Texto:

-----

Há quem os tome por sinónimos, mas não são. A Grécia já teve um segundo resgate; a Irlanda poderá em breve ter o primeiro programa cautelar. Portugal quer seguir-lhe as pisadas.

1. Para que servem?

Um resgate, ou seja, um programa de assistência financeira assegurado pela comunidade internacional e condicionado a um conjunto de medidas e metas que têm de ser cumpridas pelo país beneficiário, é o instrumento de resolução de crises mais extremo, poderoso e intrusivo. Um segundo resgate oficial (ou seja, um segundo empréstimo da UE e do FMI enquadrado por um novo memorando de entendimento) foi o que a Grécia recebeu em Março de 2012, porque não havia a menor condição de o país regressar aos mercados quando se encarava o fim do primeiro programa de assistência financeira da troika, acordado em Maio de 2010. No caso grego, o segundo resgate foi acompanhado da exigência “irrepetível” de que os investidores privados perdoassem parte da dívida grega em sua posse.

 

Já um programa cautelar assenta, ao invés, no pressuposto de que o país beneficiário reúne o mínimo de condições para se financiar nos mercados. Essa avaliação é feita com base em seis critérios entre os quais figura “um passado de acesso, em termos razoáveis, aos mercados internacionais de capitais” e uma dívida pública e posição externa “sustentáveis”.

 

Os programas cautelares estão previstos no papel (em concreto, no quadro das novas modalidades de assistência que foram conferidas ao Mecanismo Europeu de Estabilidade), mas nunca foram até hoje accionados. Como o nome sugere, pretende-se oferecer uma espécie de seguro, inspirado nas linhas de crédito flexíveis do FMI. No limite, estas linhas de crédito, ou autorização de saque de fundos, podem até nunca ser activada se o país conseguir satisfazer as suas necessidades de financiamento pelas vias normais, junto dos investidores. Já no quadro de um resgate, o país suspende o essencial das operações de venda de dívida e fica por um período a ser sustentado por empréstimos “oficiais”.

 

Ainda ao contrário do resgate, que é um instrumento de resolução de crises, os programas cautelares pretendem prevenir crises – ou o seu agravamento. Foram, aliás, originalmente pensados no auge da crise do euro para evitar que uma Espanha ou uma Itália chegassem a uma situação em que, perante o fecho dos mercados, tivessem também de ser resgatados – opção que acarretaria custos financeiros e políticos possivelmente incomportáveis para os próprios e para a Zona Euro.

-----

Excertos de dados:
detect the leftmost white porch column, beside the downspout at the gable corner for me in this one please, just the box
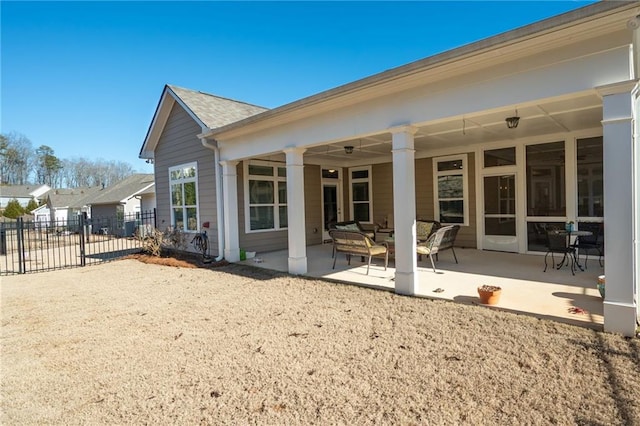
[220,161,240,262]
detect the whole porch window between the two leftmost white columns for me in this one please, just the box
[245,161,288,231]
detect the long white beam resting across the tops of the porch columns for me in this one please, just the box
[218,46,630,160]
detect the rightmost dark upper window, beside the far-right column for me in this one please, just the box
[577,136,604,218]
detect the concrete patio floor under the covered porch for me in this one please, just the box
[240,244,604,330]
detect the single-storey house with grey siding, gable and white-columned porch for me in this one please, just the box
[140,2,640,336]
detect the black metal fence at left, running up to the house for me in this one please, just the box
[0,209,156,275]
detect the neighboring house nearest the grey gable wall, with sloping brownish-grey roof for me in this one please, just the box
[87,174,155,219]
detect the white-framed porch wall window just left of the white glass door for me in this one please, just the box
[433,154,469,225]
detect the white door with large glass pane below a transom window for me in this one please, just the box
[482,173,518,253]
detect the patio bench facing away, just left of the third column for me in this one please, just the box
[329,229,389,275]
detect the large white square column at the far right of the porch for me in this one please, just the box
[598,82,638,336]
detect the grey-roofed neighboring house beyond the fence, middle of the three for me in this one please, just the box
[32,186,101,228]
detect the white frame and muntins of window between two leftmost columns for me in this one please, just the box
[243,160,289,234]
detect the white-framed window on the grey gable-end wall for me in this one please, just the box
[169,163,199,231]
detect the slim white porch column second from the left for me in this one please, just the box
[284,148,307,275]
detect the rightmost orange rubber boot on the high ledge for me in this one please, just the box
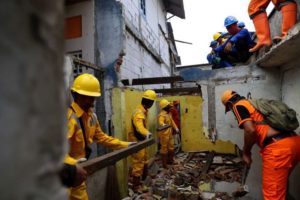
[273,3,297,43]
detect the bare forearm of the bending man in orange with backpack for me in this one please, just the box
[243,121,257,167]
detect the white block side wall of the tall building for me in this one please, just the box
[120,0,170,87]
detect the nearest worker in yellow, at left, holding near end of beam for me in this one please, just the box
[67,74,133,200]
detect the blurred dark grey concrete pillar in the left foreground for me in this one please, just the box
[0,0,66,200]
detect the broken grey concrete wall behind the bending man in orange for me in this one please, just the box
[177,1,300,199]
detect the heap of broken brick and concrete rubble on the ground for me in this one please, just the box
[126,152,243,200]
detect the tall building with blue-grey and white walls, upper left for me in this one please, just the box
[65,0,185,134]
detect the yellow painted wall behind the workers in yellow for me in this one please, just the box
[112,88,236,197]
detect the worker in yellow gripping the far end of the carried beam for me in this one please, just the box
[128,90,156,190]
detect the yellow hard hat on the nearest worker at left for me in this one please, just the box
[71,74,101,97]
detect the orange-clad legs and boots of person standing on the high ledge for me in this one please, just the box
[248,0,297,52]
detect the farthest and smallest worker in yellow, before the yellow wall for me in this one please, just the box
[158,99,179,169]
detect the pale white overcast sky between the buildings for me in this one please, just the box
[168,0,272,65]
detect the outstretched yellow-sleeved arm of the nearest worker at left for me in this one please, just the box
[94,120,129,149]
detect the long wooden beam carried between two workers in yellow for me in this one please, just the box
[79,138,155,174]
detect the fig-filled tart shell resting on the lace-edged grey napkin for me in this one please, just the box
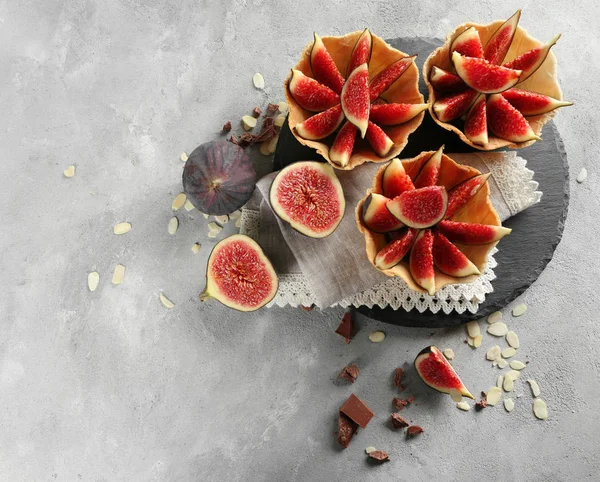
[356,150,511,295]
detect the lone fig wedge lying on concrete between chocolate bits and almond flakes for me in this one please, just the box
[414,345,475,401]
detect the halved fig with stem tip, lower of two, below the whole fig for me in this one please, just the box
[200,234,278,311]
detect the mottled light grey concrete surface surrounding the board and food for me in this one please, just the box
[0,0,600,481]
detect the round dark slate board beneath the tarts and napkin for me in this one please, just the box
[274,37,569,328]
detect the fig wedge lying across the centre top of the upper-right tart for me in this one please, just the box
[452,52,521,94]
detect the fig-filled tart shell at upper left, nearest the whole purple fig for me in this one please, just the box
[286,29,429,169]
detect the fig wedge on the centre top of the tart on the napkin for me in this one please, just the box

-----

Instruções:
• a. Transcreva fielmente o trecho do texto sobre resgates e programas cautelares que vai de "Há quem os tome" a "Para que servem?".
• b. Responda às perguntas seguintes com base no texto sobre resgates e programas cautelares:
(i) Em que mês e ano recebeu a Grécia o segundo resgate oficial?
(ii) Quantos critérios servem de base à avaliação de que o país beneficiário de um programa cautelar reúne o mínimo de condições para se financiar nos mercados?
(iii) Em que instrumentos do FMI se inspiram os programas cautelares?
• c. Dê seguimento ao texto sobre resgates e programas cautelares, começando logo após a última frase apresentada.

Respostas:
• a.
Há quem os tome por sinónimos, mas não são. A Grécia já teve um segundo resgate; a Irlanda poderá em breve ter o primeiro programa cautelar. Portugal quer seguir-lhe as pisadas.

1. Para que servem?

• b.
(i) Em Março de 2012.
(ii) Seis critérios.
(iii) Nas linhas de crédito flexíveis do FMI.

• c.
 

Os programas cautelares poderão, no entanto, ser inaugurados não por pesos-já-pesados do euro mas por recém-resgatados. A Irlanda é o primeiro potencial candidato. O financiamento oficial da troika termina em 8 de Dezembro, mas como as taxas de juro da dívida irlandesa a dez anos (“yields”) andam no nível muitíssimo aceitável de 3,6% (as portuguesas estão em 6,2%), o Governo de Dublin poderá tentar o regresso aos mercados sem antes pedir uma “rede de segurança” aos parceiros do euro.

 

Ainda assim, o cenário central que se antecipa nos mercados e nos meandros europeus assenta num pedido irlandês de um empréstimo cautelar para reduzir os riscos na transição para um quadro de financiamento autónomo.

Portugal quererá seguir-lhe as pisadas no próximo ano, no quadro da preparação do fim do programa oficial, que termina em Junho de 2014. É neste contexto que se enquadrarão as recentes declarações, em Londres, do ministro da Economia Pires de Lima.

 

  1. 2. Como se activam?

Um segundo resgate ou um programa cautelar tem, em qualquer dos casos, de ser expressamente pedido pelo país em apuros. No primeiro caso, o pedido tem de envolver o FMI (ou seja, ter o aval de EUA, Japão, China, Brasil, Índia…), várias instituições europeias e parlamentos nacionais.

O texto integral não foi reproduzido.